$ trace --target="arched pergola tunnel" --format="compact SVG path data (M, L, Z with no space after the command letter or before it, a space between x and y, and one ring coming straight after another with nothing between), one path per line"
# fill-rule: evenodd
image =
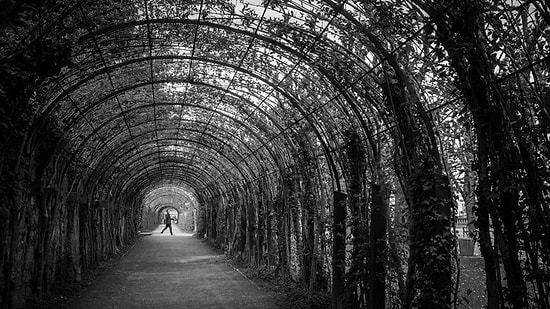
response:
M196 232L199 208L200 204L192 188L163 185L150 190L143 198L141 229L150 231L163 223L163 214L168 210L183 230Z
M457 204L477 220L490 308L504 299L498 254L505 298L528 302L528 269L548 304L544 229L518 218L550 217L547 179L530 173L548 152L529 150L548 142L549 15L517 2L10 2L3 306L47 291L57 264L79 278L169 209L333 308L450 308ZM487 16L532 32L504 36ZM540 268L520 265L522 252Z

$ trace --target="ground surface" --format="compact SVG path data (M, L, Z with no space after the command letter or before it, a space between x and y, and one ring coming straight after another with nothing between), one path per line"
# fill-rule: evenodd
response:
M67 284L68 290L61 293L65 296L32 308L330 308L330 295L308 302L299 289L228 261L222 252L177 226L174 236L168 231L161 235L162 227L139 240L124 257L102 264L76 287ZM460 264L457 309L481 309L486 304L483 259L461 257ZM80 296L74 298L75 293ZM68 299L72 301L63 306Z
M459 309L481 309L487 304L485 272L481 256L463 256L460 259L458 292Z
M145 236L66 308L280 308L225 257L173 226Z

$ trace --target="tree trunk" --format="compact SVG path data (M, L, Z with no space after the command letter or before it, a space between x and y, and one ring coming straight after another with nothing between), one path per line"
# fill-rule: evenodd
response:
M501 305L499 291L494 286L496 268L494 253L490 249L489 218L495 231L495 243L502 254L510 293L508 301L513 308L523 308L526 288L519 263L516 224L523 220L518 205L517 167L521 164L515 138L510 134L510 104L503 97L500 86L493 84L494 65L490 62L487 42L481 35L485 28L482 1L465 1L447 10L450 1L432 3L425 8L437 24L437 35L457 72L458 87L465 95L472 112L478 137L480 246L485 258L489 308ZM418 2L419 5L423 5ZM447 18L439 12L447 10ZM470 48L464 48L470 46ZM497 226L502 223L502 227ZM502 242L496 233L502 232Z
M403 180L410 213L410 255L402 308L450 308L452 209L448 177L433 142L433 123L418 119L403 81L385 71L381 83L388 109L397 123L394 135L400 156L396 172ZM417 107L417 106L415 106ZM400 170L399 170L400 169Z
M479 170L479 188L478 188L478 205L477 205L477 224L479 228L479 250L483 256L485 263L485 285L487 287L487 309L500 308L500 299L502 291L500 282L497 280L498 264L496 254L493 250L491 241L491 224L489 221L489 208L492 207L490 197L490 189L488 184L488 175L486 168L487 150L485 144L480 144L478 149L478 160L480 165Z
M334 192L332 219L332 309L345 306L346 194Z
M278 253L278 269L283 283L289 280L289 250L288 243L290 241L290 233L288 231L288 201L287 190L283 187L282 196L274 206L276 226L277 226L277 253Z
M357 133L347 131L344 136L346 138L345 153L349 169L348 196L351 215L349 221L353 245L351 265L346 275L346 290L348 293L346 299L347 306L364 307L369 297L368 290L372 290L372 286L369 287L368 285L372 273L369 273L370 268L367 267L367 252L369 246L372 249L372 242L369 242L366 194L363 192L366 158Z
M388 194L384 186L371 185L371 225L369 250L369 306L386 308L386 222Z

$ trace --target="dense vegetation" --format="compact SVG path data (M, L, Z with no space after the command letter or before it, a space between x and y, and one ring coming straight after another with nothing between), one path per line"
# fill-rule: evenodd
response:
M332 308L550 306L548 0L0 0L2 308L172 204Z

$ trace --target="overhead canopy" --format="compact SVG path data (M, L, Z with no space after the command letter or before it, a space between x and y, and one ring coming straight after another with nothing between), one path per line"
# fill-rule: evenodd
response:
M300 139L338 185L343 131L388 126L378 103L384 57L422 26L385 33L388 17L362 1L59 5L33 31L76 42L73 63L36 99L42 119L67 133L85 183L115 195L162 186L215 195L289 168Z
M175 208L180 213L191 211L199 206L192 188L166 185L149 191L143 199L143 204L154 212Z

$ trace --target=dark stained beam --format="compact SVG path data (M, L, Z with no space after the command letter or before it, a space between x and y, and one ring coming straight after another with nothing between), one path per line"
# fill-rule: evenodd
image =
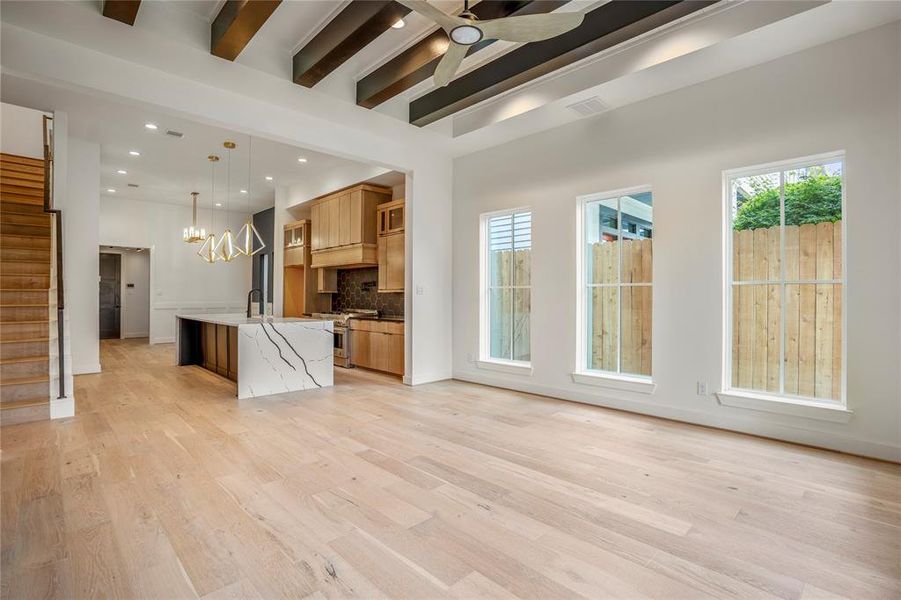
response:
M351 0L294 55L294 83L313 87L409 12L394 0Z
M134 25L138 18L138 9L141 8L141 0L105 0L103 3L103 16L121 21L126 25Z
M548 13L566 4L568 0L483 0L472 7L479 19L499 19L512 15ZM482 40L473 44L467 56L478 52L495 40ZM447 34L437 29L414 46L403 51L363 79L357 82L357 104L375 108L382 102L410 89L435 74L447 48Z
M433 123L483 100L681 19L717 0L611 0L563 35L525 44L410 103L410 123Z
M210 52L235 60L282 0L226 0L210 25Z

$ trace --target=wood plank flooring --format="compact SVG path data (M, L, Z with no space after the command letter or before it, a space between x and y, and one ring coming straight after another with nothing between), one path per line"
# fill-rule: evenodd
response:
M102 343L2 429L2 597L898 598L901 467L461 382L238 402Z

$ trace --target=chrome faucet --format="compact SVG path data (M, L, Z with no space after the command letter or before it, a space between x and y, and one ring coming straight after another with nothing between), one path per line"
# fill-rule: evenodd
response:
M253 293L254 292L260 293L260 318L262 318L263 316L266 315L266 306L263 304L263 290L261 290L260 288L253 288L252 290L250 290L247 293L247 318L248 319L253 316L253 313L250 310L250 304L251 304L251 302L253 302Z

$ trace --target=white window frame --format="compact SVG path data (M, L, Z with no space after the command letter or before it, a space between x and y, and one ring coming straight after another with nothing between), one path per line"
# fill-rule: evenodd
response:
M826 398L809 398L806 396L796 396L784 393L785 386L785 302L782 305L782 314L780 316L780 341L779 341L779 392L770 392L764 390L749 390L744 388L732 387L732 181L741 177L749 177L754 175L766 175L778 172L779 175L779 195L780 195L780 227L785 228L785 181L782 174L785 171L794 169L803 169L821 164L840 162L842 165L842 276L838 279L823 280L786 280L785 279L785 236L780 236L780 269L781 276L779 286L781 288L782 298L785 298L786 285L803 285L803 284L839 284L842 286L842 383L841 398L837 400ZM738 408L749 408L755 410L764 410L768 412L779 412L787 414L796 414L798 416L806 416L816 419L829 421L846 421L847 416L837 413L847 413L850 415L851 410L847 403L847 385L848 385L848 212L847 212L847 189L848 189L848 172L847 160L844 150L834 152L826 152L823 154L815 154L804 156L801 158L793 158L772 163L754 165L751 167L742 167L738 169L729 169L723 171L723 381L722 391L717 393L721 404L726 406L734 406ZM772 284L770 281L760 282L756 280L737 282L739 285Z
M650 192L652 195L654 193L652 187L650 185L640 185L629 188L621 188L618 190L609 190L606 192L592 193L586 194L583 196L578 196L576 198L576 368L572 373L572 379L575 383L581 383L585 385L594 385L598 387L605 387L614 390L620 391L630 391L630 392L639 392L644 394L652 394L656 391L657 385L654 383L653 379L653 370L651 375L637 375L631 373L622 373L621 371L621 347L622 347L622 339L620 336L617 336L617 343L619 347L617 349L617 371L601 371L597 369L589 369L588 368L588 344L590 340L588 339L588 328L587 328L587 304L586 304L586 292L585 290L588 288L589 283L585 278L585 211L586 205L589 202L595 202L598 200L609 200L613 198L619 198L621 196L629 196L632 194L643 194L646 192ZM619 202L617 202L617 223L621 224L621 213L622 207ZM655 227L656 229L656 224ZM651 353L653 354L654 344L654 300L653 300L653 289L654 289L654 264L653 260L651 263L651 283L650 284L623 284L622 283L622 254L620 253L619 261L617 264L617 283L611 284L615 285L620 297L622 296L622 288L625 285L632 287L650 287L651 292ZM619 305L619 311L621 311L622 305ZM620 320L622 320L622 315L620 313ZM619 331L619 328L617 328ZM651 362L653 365L653 360Z
M524 360L506 360L502 358L494 358L491 356L491 323L489 311L489 294L491 287L489 286L489 278L491 276L489 269L489 248L488 248L488 224L495 217L503 217L518 213L532 214L532 225L534 225L534 213L529 206L520 206L517 208L509 208L504 210L496 210L492 212L482 213L479 215L479 360L476 365L483 369L493 371L501 371L505 373L518 375L531 375L532 362ZM534 237L532 239L532 249L535 248ZM534 258L534 256L533 256ZM530 265L531 265L530 261ZM508 287L508 286L505 286ZM529 285L512 286L514 289L529 290L529 305L531 306L532 298L532 274L530 272ZM532 330L532 311L529 310L529 331ZM529 345L531 346L531 335ZM532 355L531 347L529 348L529 356Z

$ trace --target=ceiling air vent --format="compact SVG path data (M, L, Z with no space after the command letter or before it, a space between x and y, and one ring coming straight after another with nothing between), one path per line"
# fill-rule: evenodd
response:
M597 96L592 96L591 98L580 100L575 104L570 104L566 108L574 110L575 112L579 113L579 116L581 117L592 117L594 115L601 114L602 112L608 110L610 107L604 104Z
M138 184L137 183L129 183L128 187L138 187Z
M185 137L185 134L183 134L183 133L180 132L180 131L175 131L174 129L168 130L168 131L166 132L166 135L171 135L172 137L178 138L178 139L181 139L181 138Z

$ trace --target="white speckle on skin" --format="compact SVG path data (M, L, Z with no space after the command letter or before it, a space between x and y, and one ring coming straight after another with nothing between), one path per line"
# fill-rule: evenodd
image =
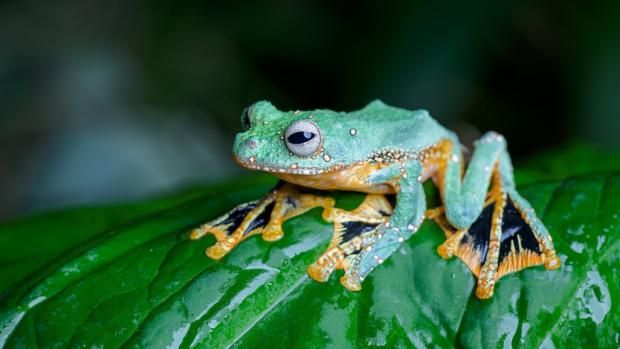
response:
M332 159L332 158L330 158L330 157L329 157L329 155L327 155L327 154L323 155L323 160L325 160L325 161L329 161L329 160L331 160L331 159Z
M349 130L349 133L351 133L351 136L355 136L357 134L357 130L352 128Z
M398 242L400 242L400 243L405 242L405 238L404 238L404 237L402 237L402 236L399 236L399 237L398 237Z
M253 156L250 156L250 158L248 159L251 163L254 163L254 161L256 161L256 158L254 158Z

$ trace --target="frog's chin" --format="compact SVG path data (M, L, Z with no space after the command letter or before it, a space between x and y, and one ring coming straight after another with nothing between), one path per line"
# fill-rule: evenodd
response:
M332 172L338 169L338 166L334 166L331 168L316 168L316 167L298 167L297 164L292 164L288 167L279 167L275 165L269 164L261 164L256 162L256 160L250 157L248 160L243 160L233 155L233 160L239 164L239 166L257 171L265 171L273 174L285 173L285 174L296 174L296 175L318 175L326 172Z

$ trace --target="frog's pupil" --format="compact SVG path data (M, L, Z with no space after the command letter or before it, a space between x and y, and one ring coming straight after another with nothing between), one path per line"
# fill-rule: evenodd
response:
M315 134L312 132L295 132L288 136L288 142L291 144L302 144L314 138Z

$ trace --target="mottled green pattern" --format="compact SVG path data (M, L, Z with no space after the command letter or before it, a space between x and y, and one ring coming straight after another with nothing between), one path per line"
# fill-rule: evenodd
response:
M337 278L319 284L305 274L331 236L319 210L287 222L283 240L250 239L219 263L202 254L212 239L186 240L189 227L267 189L263 183L172 205L45 268L5 298L2 334L21 319L7 347L620 344L618 174L521 188L554 233L564 264L509 275L488 301L473 296L475 279L459 260L435 254L444 238L432 222L359 293ZM339 202L350 208L360 198L340 195Z

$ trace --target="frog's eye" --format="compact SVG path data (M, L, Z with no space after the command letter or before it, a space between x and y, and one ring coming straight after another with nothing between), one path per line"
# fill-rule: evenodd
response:
M309 156L321 145L321 131L312 121L298 120L293 122L284 133L286 147L298 156Z
M243 128L244 131L247 131L250 127L252 127L252 123L250 122L250 112L251 109L248 107L243 109L243 113L241 113L241 128Z

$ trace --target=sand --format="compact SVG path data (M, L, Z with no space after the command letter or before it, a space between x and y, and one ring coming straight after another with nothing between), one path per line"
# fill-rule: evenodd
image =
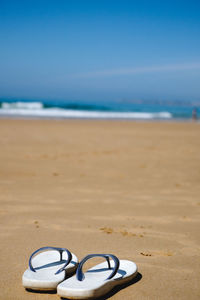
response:
M59 299L21 284L47 245L135 261L111 299L199 299L199 215L198 123L0 120L0 299Z

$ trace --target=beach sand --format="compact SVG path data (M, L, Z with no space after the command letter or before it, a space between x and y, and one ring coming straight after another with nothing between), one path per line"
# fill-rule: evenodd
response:
M200 124L1 119L0 299L60 299L21 284L47 245L135 261L111 299L199 299Z

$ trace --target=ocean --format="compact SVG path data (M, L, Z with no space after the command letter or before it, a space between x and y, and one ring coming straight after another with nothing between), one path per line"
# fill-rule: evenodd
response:
M193 109L178 102L0 100L0 117L12 118L190 120Z

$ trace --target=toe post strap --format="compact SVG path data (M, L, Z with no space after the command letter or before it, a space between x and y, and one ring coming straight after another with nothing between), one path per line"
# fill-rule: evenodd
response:
M55 275L57 275L57 274L59 274L60 272L62 272L62 271L66 268L66 266L67 266L67 265L71 262L71 260L72 260L72 254L71 254L71 252L70 252L68 249L66 249L66 248L42 247L42 248L39 248L39 249L37 249L36 251L34 251L34 252L31 254L30 258L29 258L28 264L29 264L29 268L30 268L31 271L36 272L36 269L35 269L35 268L33 267L33 265L32 265L32 259L33 259L33 257L34 257L37 253L39 253L39 252L49 251L49 250L55 250L55 251L58 251L58 252L60 253L60 261L62 261L62 259L63 259L63 252L67 252L67 255L68 255L68 259L67 259L66 263L64 264L64 266L63 266L62 268L60 268L60 269L55 273Z
M78 268L77 268L77 271L76 271L77 280L82 281L84 279L84 274L83 274L83 271L82 271L83 265L87 260L89 260L93 257L103 257L103 258L105 258L107 263L108 263L108 268L110 270L113 269L113 271L111 272L111 274L109 275L109 277L106 280L111 279L115 276L115 274L117 273L117 271L119 269L119 259L115 255L113 255L113 254L89 254L86 257L84 257L78 265ZM110 258L114 261L114 267L113 268L111 268Z

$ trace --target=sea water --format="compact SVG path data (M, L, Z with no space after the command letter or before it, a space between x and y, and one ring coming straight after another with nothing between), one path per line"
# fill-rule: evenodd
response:
M193 109L190 103L172 102L0 100L0 117L189 120ZM197 109L197 117L200 117L199 109Z

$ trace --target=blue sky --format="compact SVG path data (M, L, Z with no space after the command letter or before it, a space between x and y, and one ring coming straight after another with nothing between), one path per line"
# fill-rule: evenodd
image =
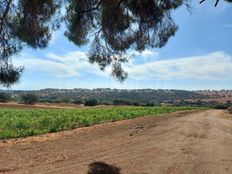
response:
M124 65L128 79L120 83L86 58L88 45L77 47L63 31L53 34L43 50L25 48L13 57L23 65L20 82L12 89L41 88L154 88L154 89L232 89L232 5L223 1L193 3L173 12L179 30L161 49L149 49Z

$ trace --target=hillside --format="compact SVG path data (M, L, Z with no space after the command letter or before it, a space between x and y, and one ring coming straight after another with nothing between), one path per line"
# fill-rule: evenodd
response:
M184 90L163 90L163 89L138 89L138 90L126 90L126 89L41 89L33 91L20 91L9 90L4 91L11 95L15 100L18 100L22 94L35 93L39 96L40 101L44 102L66 102L75 101L78 99L85 100L94 98L99 101L112 102L116 99L123 99L128 101L136 101L141 103L148 102L168 102L176 100L198 100L207 99L208 97L203 93L195 91Z

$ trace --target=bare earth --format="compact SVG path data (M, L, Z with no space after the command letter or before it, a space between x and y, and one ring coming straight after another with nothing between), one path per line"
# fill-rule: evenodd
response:
M122 174L231 174L232 115L184 111L0 142L4 174L86 174L93 161Z

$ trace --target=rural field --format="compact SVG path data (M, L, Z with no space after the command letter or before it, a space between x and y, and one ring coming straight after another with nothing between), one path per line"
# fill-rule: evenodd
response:
M26 137L194 107L100 107L79 109L1 108L0 139Z
M232 0L0 0L0 174L232 174Z
M0 173L87 174L94 161L122 174L232 173L232 117L225 110L2 108L0 115Z

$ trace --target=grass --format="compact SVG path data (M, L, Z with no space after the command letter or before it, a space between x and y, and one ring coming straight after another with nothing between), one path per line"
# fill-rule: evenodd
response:
M26 137L180 110L182 106L106 107L80 109L0 109L0 139Z

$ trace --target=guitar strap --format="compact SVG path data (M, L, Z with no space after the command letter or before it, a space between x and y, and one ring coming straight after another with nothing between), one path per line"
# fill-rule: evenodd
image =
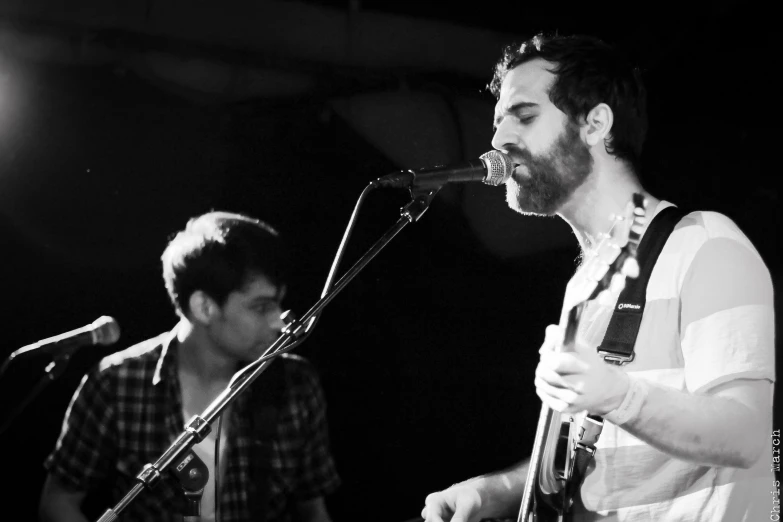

◆ **PROBLEM TO WORK ON**
Copy out each line of the listing that holds "strap".

◆ **REPLY**
$ trace --target=toe post strap --format="compact SVG path data (M, L, Z with no space after the command letter or before it, a space between x and y, and one ring coming straight after another with nothing between), one path per line"
$ trace --target=guitar strap --format="compact SVG path data (M, L, Z with no space after the command letter or before it, a space between x and y, and one ring coming straight after another with nothing between), one path per line"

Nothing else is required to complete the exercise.